ЗАДАНИЕ.
Какую постройку отрывок о стиле называет образцом искусства, пребывающего вне атмосферы стиля?

─── ОТРЫВОК ДОКУМЕНТА ───

Так из раскрытой здесь сущности макрокосма, из первоначального символа всякой культуры возникает феномен стиля. Кто умеет понимать значение этого слова, тот не станет относить к всеобъемлющей определенности стиля отрывочные и хаотические произведения искусства первобытного человека. Стиль присущ только искусству великих культур, производящему целостное впечатление; притом он присущ не одному искусству.

Мы располагаем прекрасными изображениями животных дилювиального человека и некоторых диких народов, а также высоко стоящим микенским и меровингским искусством. Но как раз это искусство делает различие очевидным. Здесь нет никакого стиля. Здесь все изолированно, исполнено радости творчества и подражания, исполнено понимания гармонии и нюансов, но здесь нет, так сказать, спокойного метафизического ощущения формы, которое, даже будучи ярко выражено, бессознательно стремится к одной цели в художественных произведениях, постройках, утвари, украшениях. Только при этом условии существует стиль, непроизвольная и неуклонная (в настоящее время это необходимо подчеркивать) тенденция во всем творчестве, которая остается одинаковой в ранней дорике и в римском искусстве, в раннем романском искусстве и в стиле ампир. Сравним Аахенский собор с постройками, которые возникли только на 150 лет позже: в течение этого промежутка времени родился стиль. В Аахене его еще нет. Постройка Карла Великого есть образец искусства, пребывающего вне и до атмосферы стиля, то есть вне культуры! В ней нет никакого первоначального символа, который мог бы и должен бы быть осуществлен. Такая же внутренняя необходимость формы отличает геометрические украшения позднемикенского и раннедорического искусства. Только дорика вкладывает тенденцию, мировой закон. С другой стороны, в античности вместе с александрийскою эпохою, а у нас около 1800 года, эта тенденция иссякает. История стиля кончается. Возможности одной формы мышления оказываются исчерпанными. После этого начинают подделывать, мастерить, создавать "стили", которые меняются через каждые десять лет, с которыми каждый обращается как хочет; начинают повторять, комбинировать, утрировать, ибо потребность в искусстве еще осталась, между тем как стиль, то есть необходимое искусство, умер. Таково положение в настоящий момент.

─── ИСХОДНЫЕ ДАННЫЕ ───

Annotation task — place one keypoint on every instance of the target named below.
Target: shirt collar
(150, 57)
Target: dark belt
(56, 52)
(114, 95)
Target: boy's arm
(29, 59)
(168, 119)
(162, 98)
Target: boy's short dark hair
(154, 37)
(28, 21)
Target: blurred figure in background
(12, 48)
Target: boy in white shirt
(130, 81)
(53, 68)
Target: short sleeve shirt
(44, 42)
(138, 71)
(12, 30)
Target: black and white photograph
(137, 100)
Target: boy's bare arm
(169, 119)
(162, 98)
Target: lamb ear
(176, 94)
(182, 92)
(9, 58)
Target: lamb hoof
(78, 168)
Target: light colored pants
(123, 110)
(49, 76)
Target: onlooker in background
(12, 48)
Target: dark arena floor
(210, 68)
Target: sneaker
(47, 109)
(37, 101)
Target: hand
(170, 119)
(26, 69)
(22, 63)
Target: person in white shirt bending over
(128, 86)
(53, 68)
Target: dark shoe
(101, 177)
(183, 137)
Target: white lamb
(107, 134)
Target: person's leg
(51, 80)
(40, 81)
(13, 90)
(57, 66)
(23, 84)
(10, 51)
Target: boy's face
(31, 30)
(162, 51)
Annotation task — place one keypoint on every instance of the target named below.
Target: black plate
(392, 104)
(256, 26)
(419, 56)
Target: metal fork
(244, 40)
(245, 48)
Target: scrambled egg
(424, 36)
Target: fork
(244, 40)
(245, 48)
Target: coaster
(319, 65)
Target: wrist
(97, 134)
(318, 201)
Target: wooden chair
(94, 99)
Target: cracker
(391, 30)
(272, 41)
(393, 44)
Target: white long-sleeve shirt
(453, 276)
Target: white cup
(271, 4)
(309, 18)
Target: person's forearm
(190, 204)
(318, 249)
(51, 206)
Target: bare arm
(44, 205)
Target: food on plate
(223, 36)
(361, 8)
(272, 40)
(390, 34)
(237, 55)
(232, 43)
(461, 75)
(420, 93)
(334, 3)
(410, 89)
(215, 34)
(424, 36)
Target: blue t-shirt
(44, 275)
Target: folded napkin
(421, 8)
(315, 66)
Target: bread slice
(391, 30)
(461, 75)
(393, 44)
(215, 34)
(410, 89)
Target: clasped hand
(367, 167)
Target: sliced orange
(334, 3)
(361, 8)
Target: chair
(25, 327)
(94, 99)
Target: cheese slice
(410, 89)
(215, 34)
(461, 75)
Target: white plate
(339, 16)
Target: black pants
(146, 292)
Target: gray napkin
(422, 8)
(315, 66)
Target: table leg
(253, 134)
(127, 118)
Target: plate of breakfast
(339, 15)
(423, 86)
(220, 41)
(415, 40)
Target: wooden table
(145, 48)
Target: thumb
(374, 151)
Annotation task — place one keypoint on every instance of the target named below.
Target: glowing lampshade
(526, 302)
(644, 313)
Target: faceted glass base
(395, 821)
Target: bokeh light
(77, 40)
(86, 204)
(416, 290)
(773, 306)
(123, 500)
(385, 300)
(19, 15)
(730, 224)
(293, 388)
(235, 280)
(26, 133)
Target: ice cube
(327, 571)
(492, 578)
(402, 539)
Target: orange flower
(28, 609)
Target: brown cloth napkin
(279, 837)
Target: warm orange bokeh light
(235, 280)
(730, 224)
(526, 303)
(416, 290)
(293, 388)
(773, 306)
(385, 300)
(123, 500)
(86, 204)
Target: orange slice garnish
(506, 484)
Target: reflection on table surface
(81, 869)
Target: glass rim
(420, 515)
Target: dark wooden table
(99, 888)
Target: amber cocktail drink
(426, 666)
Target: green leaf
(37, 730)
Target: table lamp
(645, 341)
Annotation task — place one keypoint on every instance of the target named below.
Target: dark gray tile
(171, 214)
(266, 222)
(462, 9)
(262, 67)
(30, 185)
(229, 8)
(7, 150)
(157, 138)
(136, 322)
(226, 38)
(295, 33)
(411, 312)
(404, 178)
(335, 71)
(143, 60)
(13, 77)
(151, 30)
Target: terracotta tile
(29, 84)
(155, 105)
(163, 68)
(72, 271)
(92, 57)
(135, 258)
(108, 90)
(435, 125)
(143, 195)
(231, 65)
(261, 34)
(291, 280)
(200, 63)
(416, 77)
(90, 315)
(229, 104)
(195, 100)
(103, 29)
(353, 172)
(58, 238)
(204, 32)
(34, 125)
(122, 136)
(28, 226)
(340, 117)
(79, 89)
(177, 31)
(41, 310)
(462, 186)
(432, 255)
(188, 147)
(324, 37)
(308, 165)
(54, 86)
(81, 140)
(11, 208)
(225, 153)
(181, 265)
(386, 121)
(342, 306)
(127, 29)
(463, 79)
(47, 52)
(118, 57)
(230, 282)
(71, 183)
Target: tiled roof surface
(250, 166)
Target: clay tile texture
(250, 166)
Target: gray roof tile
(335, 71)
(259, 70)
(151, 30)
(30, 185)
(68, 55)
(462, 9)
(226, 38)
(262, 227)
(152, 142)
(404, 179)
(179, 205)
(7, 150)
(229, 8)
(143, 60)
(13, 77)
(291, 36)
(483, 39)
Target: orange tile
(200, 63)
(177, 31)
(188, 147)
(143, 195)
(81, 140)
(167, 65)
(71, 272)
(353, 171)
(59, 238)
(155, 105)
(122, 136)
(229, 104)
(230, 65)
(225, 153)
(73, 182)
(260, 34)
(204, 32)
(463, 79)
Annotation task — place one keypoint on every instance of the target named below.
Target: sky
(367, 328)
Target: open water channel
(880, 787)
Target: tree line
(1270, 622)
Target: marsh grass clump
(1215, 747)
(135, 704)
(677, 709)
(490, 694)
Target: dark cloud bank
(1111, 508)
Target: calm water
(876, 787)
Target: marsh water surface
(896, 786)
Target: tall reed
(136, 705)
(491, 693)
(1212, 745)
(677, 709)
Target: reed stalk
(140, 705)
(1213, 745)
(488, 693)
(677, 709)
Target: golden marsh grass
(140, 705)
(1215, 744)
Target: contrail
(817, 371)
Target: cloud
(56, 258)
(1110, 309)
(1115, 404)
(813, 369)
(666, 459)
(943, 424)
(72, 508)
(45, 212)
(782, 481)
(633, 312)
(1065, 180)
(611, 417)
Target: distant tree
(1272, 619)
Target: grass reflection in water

───

ОТВЕТ НА ЗАДАНИЕ.
Аахенский собор, постройку Карла Великого.